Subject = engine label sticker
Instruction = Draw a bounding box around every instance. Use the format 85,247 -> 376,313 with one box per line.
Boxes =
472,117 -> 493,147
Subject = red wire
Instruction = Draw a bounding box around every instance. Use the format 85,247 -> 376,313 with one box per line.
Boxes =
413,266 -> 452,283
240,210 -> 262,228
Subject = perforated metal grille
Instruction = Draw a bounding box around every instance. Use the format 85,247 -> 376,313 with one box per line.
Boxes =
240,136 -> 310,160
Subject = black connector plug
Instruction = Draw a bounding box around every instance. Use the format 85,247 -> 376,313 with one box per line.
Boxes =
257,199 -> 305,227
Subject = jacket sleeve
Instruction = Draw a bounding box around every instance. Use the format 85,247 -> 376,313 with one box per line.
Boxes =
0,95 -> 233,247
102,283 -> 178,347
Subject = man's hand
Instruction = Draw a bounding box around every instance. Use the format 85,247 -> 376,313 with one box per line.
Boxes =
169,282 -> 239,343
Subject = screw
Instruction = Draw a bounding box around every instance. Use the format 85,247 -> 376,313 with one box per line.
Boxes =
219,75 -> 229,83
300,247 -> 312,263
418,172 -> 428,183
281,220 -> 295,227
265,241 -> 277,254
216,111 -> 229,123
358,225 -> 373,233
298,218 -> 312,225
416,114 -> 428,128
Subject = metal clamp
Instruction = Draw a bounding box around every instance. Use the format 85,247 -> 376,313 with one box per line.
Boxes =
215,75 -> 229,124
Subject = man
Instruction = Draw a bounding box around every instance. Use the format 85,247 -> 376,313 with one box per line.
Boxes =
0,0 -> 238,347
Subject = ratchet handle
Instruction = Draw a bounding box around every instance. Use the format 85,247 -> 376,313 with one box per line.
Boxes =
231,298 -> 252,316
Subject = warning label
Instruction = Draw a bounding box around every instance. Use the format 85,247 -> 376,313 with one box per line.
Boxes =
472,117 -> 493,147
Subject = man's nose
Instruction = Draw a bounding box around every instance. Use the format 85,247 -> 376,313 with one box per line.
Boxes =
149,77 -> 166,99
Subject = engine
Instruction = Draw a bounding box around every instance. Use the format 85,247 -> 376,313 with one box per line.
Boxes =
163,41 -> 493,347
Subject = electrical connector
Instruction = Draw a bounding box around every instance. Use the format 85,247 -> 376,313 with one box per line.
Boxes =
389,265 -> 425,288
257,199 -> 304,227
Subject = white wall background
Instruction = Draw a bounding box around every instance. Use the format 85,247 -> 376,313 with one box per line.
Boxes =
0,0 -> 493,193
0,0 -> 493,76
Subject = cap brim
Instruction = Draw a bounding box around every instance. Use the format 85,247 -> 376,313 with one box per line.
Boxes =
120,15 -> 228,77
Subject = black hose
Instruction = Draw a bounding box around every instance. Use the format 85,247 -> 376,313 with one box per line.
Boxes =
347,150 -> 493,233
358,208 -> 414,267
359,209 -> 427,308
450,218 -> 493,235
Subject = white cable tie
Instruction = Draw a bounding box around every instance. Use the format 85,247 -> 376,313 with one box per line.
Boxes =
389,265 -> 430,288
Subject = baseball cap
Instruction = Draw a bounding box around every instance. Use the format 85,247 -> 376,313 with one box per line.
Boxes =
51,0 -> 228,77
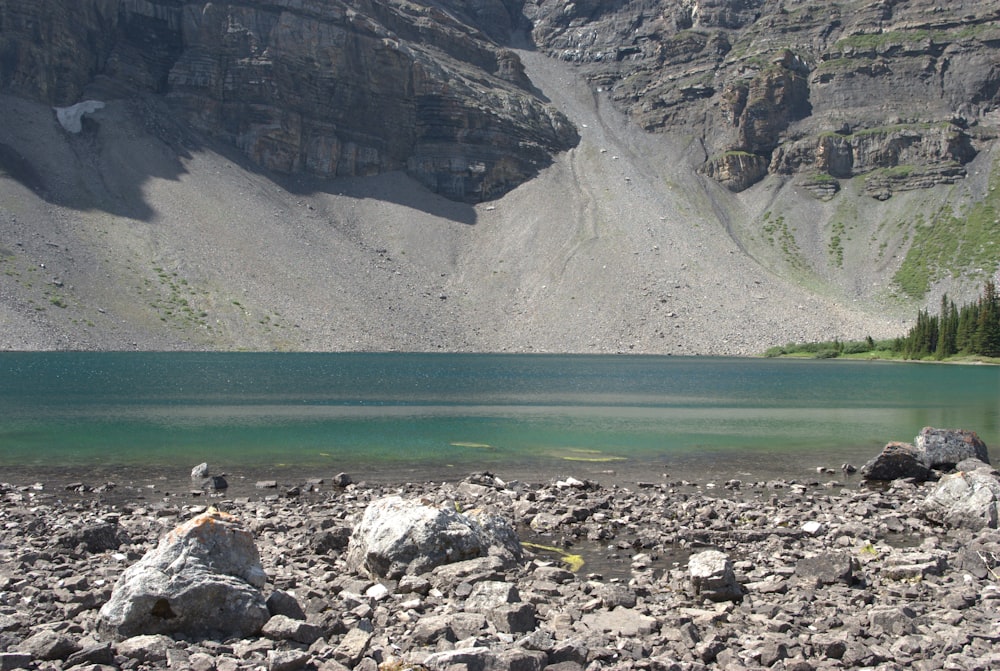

━━━━

- REQUIRED WORK -
Write out again the items from the line containing "Subject = black hose" through the final line of the items, requests included, and add -10 to every bounding-box coordinate in the answers, leaving the numbers in the requests and their format sample unchanged. Leave the pictures out.

- EXERCISE ANSWER -
Subject = black hose
Instruction = Draw a bounding box around every instance. Use the format 85,247 -> 376,313 with one box per line.
Boxes =
337,140 -> 483,223
348,198 -> 404,257
349,199 -> 417,298
440,208 -> 483,225
Subject = white cable tie
Instruction = Draw a bounding box around every instance. Use the format 85,247 -> 376,313 with one box per line.
Boxes =
379,255 -> 420,278
Subject = baseball cap
Instruction = Draw a bounding box around every instance. Use the format 85,247 -> 376,313 with one box per line.
Boxes =
41,-10 -> 218,67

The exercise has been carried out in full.